• _Region pointing data_:
★ ★ ★ ★

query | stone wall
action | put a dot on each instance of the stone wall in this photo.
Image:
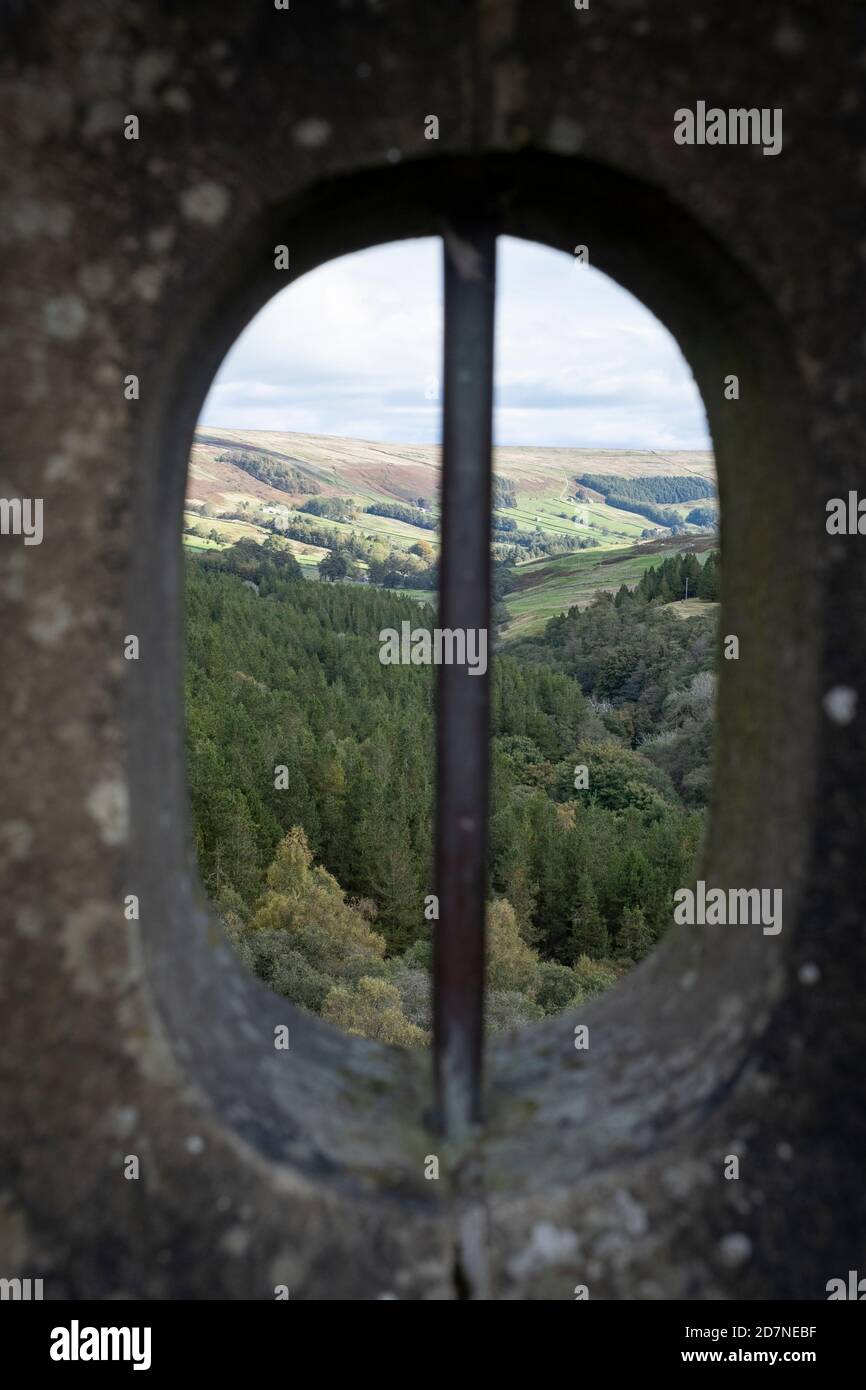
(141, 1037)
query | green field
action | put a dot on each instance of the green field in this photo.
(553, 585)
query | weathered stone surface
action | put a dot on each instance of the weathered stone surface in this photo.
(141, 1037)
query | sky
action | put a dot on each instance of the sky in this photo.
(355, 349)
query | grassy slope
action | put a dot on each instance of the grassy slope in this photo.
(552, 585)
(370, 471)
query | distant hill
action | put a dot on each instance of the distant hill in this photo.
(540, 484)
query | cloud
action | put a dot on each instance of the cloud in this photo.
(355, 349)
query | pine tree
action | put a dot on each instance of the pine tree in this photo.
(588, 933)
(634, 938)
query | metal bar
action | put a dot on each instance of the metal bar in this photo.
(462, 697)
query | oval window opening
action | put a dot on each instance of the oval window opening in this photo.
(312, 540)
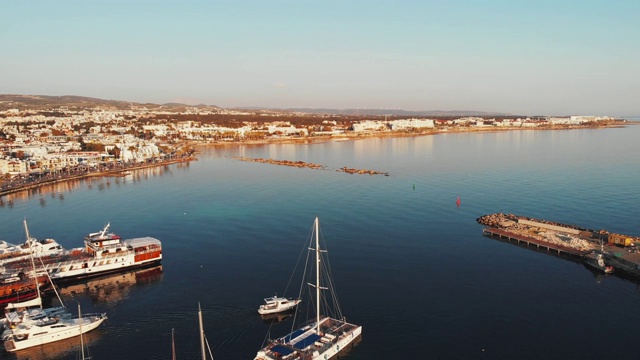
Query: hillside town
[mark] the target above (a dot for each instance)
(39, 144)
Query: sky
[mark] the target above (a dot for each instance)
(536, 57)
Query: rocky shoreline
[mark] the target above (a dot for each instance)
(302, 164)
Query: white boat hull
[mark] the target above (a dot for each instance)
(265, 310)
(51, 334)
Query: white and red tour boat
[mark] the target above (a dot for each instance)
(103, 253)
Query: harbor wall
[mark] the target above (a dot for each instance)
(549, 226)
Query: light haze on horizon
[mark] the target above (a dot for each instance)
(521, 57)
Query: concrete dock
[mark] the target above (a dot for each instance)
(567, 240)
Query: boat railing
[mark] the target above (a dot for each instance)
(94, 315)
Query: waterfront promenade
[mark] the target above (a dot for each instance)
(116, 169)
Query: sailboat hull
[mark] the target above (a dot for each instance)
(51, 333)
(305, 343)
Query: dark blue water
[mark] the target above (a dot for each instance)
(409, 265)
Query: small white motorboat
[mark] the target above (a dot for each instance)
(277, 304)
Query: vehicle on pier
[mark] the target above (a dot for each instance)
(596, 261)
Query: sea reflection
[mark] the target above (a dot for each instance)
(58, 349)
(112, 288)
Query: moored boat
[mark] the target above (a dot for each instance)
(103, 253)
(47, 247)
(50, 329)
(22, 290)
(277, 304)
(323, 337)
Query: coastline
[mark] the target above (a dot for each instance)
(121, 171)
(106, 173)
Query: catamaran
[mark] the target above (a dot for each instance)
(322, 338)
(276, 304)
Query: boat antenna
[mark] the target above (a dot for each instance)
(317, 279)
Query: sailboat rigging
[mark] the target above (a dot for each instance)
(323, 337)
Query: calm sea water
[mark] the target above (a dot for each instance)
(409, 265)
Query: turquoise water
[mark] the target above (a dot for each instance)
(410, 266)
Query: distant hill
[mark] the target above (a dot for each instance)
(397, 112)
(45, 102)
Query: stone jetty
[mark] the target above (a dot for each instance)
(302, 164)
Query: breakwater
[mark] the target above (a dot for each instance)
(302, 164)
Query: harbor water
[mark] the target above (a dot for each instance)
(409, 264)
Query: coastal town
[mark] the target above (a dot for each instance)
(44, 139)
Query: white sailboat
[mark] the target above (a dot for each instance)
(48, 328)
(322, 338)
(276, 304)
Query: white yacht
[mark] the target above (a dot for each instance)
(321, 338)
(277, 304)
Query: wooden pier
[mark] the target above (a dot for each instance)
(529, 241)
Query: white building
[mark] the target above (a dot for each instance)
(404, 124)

★ ★ ★ ★

• _Required work_:
An exact copy of the lines above, from the one containing "Query: turquoise water" through the one containing "Query: white yacht", is the whole of the answer.

• _Completed exercise_:
Query: turquoise water
[mark] the target above (a dot for each instance)
(410, 266)
Query: distant hill
[mark] the target above (a dot for each instance)
(397, 112)
(45, 102)
Query: stone jetty
[mark] the target above (a dot for each instance)
(302, 164)
Query: breakwater
[mark] the target above (a dot for each instance)
(302, 164)
Query: harbor water
[mark] the target above (a dot for each instance)
(409, 264)
Query: coastal town
[mark] the target above (a dot for each instance)
(44, 139)
Query: white sailboat
[mark] the target above (a dot for each instance)
(48, 328)
(322, 338)
(276, 304)
Query: white yacht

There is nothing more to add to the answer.